■ TEXT PASSAGE:
□ □ □ □

From 1836 to 1839, Peru was temporarily dissolved into the Republics of South Peru and North Peru, which joined Bolivia to form the Peru–Bolivian Confederation.

The South was formed first, thus adopting a new flag: a red vertical band on the left, with a golden sun and four small stars above (representing Arequipa, Ayacucho, Cuzco and Puno, the four groups of the republic), and the right side divided into an upper green band and a lower white one. The North kept the currency and all of the dissolved Peru, including its flag.

The flag of the Peru-Bolivian Confederation showed the coats of arms of Bolivia, South and North Peru, from left to right and slanted at different angles, on a red field, adorned by a laurel crown. Another version of the flag of the confederacy is offered by Flags of the World.

After the dissolution of the Confederation, the old Republic of Peru was restored to its 1836 composition, as were its national symbols.

=== Flag of 1884 ===

Fifth flag, created in 1884.

After the War of the Pacific, the coat of arms in the flag was slightly altered to represent the territory lost after the Treaty of Ancón.

=== Flag of 1950 ===
In 1950, President Manuel A. Odría modified the national flag to its current form by removing the coat of arms from the civil flag since it was used de facto, being easier to make. The national ensign and war flag were created for exclusive uses, each with a variant of the coat of arms, which was also changed slightly. These remain as the official flags today.

==Marcha de Banderas==
The Marcha de Banderas (lit. 'March of Flags') is a military march sung during the flag raising. It was created in 1897 by SM Jose Sabas Libornio Ibarra, who said that like President Nicolás de Piérola, he disagreed with the indiscriminate interpretation of the National Anthem at all official events that were derived from civic events. In December of that year was officially recognized to be executed in any official act.

□ □ □ □

■ DATASET SECTION:
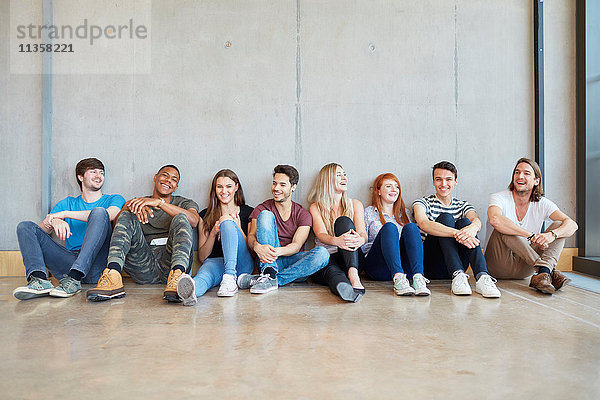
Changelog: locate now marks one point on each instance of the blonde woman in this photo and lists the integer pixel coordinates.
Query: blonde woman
(338, 224)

□ □ □ □

■ TASKS TO CARRY OUT:
A - According to the text on Peru's flags, who created the Marcha de Banderas, and in what year?
B - Rewrite the paragraph of the text on Peru's flags that begins "The South was formed first" as a short bulleted list that keeps its main facts.
C - Carry on the text on Peru's flags, starting after its last sentence.

■ TASK ANSWERS:
A - SM Jose Sabas Libornio Ibarra created it in 1897.

B -
- South Peru was formed first and adopted a new flag.
- The flag's left side was a red vertical band with a golden sun and four small stars for Arequipa, Ayacucho, Cuzco and Puno, the republic's four groups.
- The flag's right side was split into an upper green band and a lower white band.
- North Peru kept the currency and everything else of the dissolved Peru, including its flag.

C -
|
 Arriba, arriba, arriba el Perú y su enseña gloriosa inmortal, llevad en alto siempre la bandera nacional. Tal la llevaron con gloria y honor, héroes peruanos de invencible ardor. Arriba, arriba siempre la bandera nacional. Es la bandera del Perú, de blanco y rojo color, cual llamarada de amor, que en Ayacucho y en Junín victoriosa amaneció con el sol de la Libertad Todo peruano ha de sentir, vibrar en su corazon amor al patrio pendón, y bajo sus pliegues luchar, y si fuera menester por sus lauros y honor morir.
 |
 Long live, long live, long live Peru and its glorious immortal ensign, always carry aloft the national flag. They carried it thusly, with glory and honor, Peruvian heroes with invincible ardor. Going up, always up, the national flag. This is the flag of Peru, of white and red in color, as a flame of love, which in Ayacucho and Junín it dawned victorious with the Sun of Liberty Every Peruvian shall feel in his heart vibrating, the love for the national flag and fight under its folds, and if ever needed for its laurels and honor, die.
 |

In all occasions today, the song is sung in its entirety, but during the presidency of Alan García, only the first three were sung.

==See also==
- List of flags of Peru
- Coat of arms of Peru
- National Anthem of Peru
- Great Military Parade (Peru)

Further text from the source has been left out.